§ **Prompt**: Your answer must restate each entry below word for word, with no pictures in it.

§ **Records provided**:

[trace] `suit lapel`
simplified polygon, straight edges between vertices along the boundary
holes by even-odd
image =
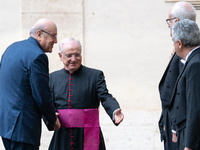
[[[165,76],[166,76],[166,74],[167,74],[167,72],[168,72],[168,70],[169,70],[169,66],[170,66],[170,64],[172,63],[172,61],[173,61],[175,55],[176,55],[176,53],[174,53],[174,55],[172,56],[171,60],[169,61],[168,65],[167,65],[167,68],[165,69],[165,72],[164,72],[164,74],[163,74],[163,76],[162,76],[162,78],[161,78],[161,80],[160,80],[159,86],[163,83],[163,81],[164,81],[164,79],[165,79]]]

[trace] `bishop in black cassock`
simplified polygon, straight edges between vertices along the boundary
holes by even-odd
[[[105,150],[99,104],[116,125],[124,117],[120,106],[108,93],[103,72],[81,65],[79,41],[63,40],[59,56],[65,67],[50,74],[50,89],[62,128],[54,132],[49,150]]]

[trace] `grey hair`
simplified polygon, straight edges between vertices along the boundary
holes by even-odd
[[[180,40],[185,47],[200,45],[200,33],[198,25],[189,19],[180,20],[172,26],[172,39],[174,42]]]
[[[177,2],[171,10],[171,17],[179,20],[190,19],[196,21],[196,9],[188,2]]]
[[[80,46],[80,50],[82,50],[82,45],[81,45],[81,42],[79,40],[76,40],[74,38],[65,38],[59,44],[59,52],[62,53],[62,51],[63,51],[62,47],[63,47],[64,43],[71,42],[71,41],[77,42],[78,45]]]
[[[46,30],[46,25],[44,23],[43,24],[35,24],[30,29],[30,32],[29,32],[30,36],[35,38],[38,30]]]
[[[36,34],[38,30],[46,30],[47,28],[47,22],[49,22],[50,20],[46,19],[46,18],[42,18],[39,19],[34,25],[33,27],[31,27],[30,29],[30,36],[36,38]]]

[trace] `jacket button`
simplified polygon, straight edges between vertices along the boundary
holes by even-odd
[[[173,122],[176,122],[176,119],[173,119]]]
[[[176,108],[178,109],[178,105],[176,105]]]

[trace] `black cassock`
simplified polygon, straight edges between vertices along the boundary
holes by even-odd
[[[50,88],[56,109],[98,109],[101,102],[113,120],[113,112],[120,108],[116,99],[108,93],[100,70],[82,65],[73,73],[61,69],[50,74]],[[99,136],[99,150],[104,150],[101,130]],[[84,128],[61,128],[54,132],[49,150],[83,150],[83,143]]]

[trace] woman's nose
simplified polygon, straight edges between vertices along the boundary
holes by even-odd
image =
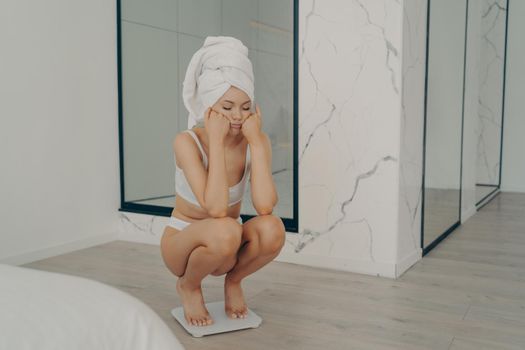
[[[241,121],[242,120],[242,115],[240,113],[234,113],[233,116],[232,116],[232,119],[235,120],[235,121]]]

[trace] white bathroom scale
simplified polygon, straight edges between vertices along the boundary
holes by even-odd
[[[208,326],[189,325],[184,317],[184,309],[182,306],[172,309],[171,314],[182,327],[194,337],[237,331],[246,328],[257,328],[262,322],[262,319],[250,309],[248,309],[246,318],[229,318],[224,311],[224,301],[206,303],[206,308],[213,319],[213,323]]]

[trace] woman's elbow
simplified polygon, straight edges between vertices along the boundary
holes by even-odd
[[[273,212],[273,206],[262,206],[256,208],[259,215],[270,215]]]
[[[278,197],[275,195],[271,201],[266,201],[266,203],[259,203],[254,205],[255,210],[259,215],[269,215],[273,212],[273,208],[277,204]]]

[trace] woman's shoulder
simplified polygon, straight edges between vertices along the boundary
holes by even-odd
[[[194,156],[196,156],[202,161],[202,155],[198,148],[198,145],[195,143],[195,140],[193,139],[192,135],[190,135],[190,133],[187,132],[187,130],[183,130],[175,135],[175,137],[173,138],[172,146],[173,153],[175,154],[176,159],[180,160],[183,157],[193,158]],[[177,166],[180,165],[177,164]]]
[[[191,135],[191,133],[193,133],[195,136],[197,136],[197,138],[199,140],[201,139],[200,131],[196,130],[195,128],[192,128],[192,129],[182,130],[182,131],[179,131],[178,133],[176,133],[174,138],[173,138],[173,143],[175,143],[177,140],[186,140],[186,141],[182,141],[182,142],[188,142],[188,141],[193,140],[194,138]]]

§ **Exercise result**:
[trace] `suit lapel`
simplified polygon, straight edges between vertices along the boundary
holes by even-odd
image =
[[[165,76],[166,76],[166,74],[167,74],[167,72],[168,72],[168,70],[169,70],[169,66],[170,66],[170,64],[172,63],[172,61],[173,61],[175,55],[176,55],[176,53],[174,53],[174,55],[172,56],[171,60],[169,61],[168,65],[167,65],[167,68],[165,69],[165,72],[164,72],[164,74],[163,74],[163,76],[162,76],[162,78],[161,78],[161,80],[160,80],[159,86],[163,83],[163,81],[164,81],[164,79],[165,79]]]

[trace] `bishop in black cassock`
simplified polygon, straight edges between vertices along the boundary
holes by even-odd
[[[105,150],[99,104],[116,125],[124,117],[120,106],[108,93],[103,72],[81,65],[79,41],[63,40],[59,56],[65,67],[50,74],[50,89],[62,128],[54,132],[49,150]]]

[trace] `grey hair`
simplified polygon, straight edges between vertices along the boundary
holes by even-odd
[[[180,40],[185,47],[200,45],[200,33],[198,25],[189,19],[180,20],[172,26],[172,39],[174,42]]]
[[[177,2],[171,10],[171,17],[179,20],[190,19],[196,21],[196,9],[188,2]]]
[[[80,46],[80,50],[82,50],[82,45],[81,45],[81,42],[79,40],[76,40],[74,38],[65,38],[59,44],[59,52],[62,53],[62,51],[63,51],[62,47],[63,47],[64,43],[71,42],[71,41],[77,42],[78,45]]]
[[[46,30],[46,25],[44,23],[43,24],[35,24],[30,29],[30,32],[29,32],[30,36],[35,38],[38,30]]]
[[[36,34],[38,30],[46,30],[47,28],[47,22],[49,22],[50,20],[46,19],[46,18],[42,18],[39,19],[34,25],[33,27],[31,27],[30,29],[30,36],[36,38]]]

[trace] `jacket button`
simplified polygon, straight edges between vertices along the boundary
holes by even-odd
[[[173,122],[176,122],[176,119],[173,119]]]
[[[176,108],[178,109],[178,105],[176,105]]]

[trace] `black cassock`
simplified polygon, straight edges between vertices along the boundary
holes by even-odd
[[[50,88],[56,109],[98,109],[101,102],[113,120],[113,112],[120,108],[116,99],[108,93],[100,70],[82,65],[73,73],[61,69],[50,74]],[[99,136],[99,150],[104,150],[101,130]],[[84,128],[61,128],[54,132],[49,150],[83,150],[83,143]]]

[trace] woman's nose
simplified polygon, straight edges between vertices along the boundary
holes by even-odd
image =
[[[241,121],[242,120],[242,115],[240,113],[234,113],[233,116],[232,116],[232,119],[235,120],[235,121]]]

[trace] white bathroom scale
simplified polygon, straight edges between vertices along the boundary
holes by even-odd
[[[208,326],[189,325],[184,317],[184,309],[182,306],[172,309],[171,314],[182,327],[194,337],[237,331],[246,328],[257,328],[262,322],[262,319],[250,309],[248,309],[246,318],[229,318],[224,311],[224,301],[206,303],[206,308],[213,319],[213,323]]]

[trace] woman's elbow
simplified polygon, straight edges between vertices along the boundary
holes by even-odd
[[[273,212],[273,206],[262,206],[256,208],[259,215],[270,215]]]
[[[278,197],[275,195],[271,201],[266,201],[266,203],[259,203],[254,205],[255,210],[259,215],[269,215],[273,212],[273,208],[277,204]]]

[trace] woman's shoulder
simplified polygon, straight edges between vertices along the boundary
holes by even-odd
[[[194,156],[196,156],[202,161],[202,155],[198,148],[198,145],[195,143],[195,140],[193,139],[192,135],[190,135],[190,133],[187,132],[187,130],[183,130],[175,135],[175,137],[173,138],[172,146],[173,153],[175,154],[176,159],[180,160],[183,157],[193,158]],[[177,166],[180,165],[177,164]]]
[[[191,135],[191,133],[193,133],[195,136],[197,136],[197,138],[199,140],[201,139],[200,131],[196,130],[195,128],[192,128],[192,129],[182,130],[182,131],[179,131],[178,133],[176,133],[174,138],[173,138],[173,143],[175,143],[177,140],[186,140],[186,141],[182,141],[182,142],[188,142],[188,141],[193,140],[194,138]]]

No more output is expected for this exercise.